> Goal of the exercise
Below, find the line containing "of the pendant" and the line containing "(1072, 327)". Set down every line from the first through the second, both included, word for word and with nothing else.
---+---
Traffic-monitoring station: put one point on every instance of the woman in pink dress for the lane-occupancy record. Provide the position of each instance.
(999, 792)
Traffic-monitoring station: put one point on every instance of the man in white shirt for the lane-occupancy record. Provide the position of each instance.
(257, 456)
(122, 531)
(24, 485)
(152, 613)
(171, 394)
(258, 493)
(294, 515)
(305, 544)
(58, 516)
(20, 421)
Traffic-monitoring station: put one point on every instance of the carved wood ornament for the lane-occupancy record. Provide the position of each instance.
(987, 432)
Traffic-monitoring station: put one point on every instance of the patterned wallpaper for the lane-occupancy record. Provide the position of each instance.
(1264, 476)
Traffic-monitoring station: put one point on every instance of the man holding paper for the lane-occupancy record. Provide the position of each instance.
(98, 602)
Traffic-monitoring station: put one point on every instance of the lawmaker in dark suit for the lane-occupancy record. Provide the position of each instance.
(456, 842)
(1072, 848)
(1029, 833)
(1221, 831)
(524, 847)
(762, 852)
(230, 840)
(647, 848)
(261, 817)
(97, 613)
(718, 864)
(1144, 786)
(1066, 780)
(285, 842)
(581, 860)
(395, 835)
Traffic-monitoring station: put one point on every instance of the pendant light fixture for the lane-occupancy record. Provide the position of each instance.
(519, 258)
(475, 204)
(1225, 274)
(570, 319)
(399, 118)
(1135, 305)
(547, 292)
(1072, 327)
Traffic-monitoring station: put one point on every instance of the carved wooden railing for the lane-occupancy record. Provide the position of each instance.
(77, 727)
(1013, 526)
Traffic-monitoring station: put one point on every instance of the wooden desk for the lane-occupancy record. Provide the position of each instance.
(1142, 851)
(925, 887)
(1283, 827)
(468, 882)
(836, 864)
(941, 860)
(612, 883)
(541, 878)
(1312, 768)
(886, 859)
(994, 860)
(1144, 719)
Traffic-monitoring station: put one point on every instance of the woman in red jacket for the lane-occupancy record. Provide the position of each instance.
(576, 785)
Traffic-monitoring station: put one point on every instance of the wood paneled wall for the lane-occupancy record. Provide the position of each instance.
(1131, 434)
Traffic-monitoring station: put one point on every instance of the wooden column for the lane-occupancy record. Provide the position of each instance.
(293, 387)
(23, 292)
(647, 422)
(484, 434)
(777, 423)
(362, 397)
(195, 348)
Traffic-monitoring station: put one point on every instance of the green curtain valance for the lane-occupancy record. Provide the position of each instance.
---+---
> Written answer
Traffic-monitoring station: put one point on every instance of the pendant light fixture for the lane-occupancy record. Provide the position of each instance.
(519, 258)
(475, 204)
(1225, 274)
(570, 319)
(399, 118)
(1135, 305)
(547, 292)
(1072, 327)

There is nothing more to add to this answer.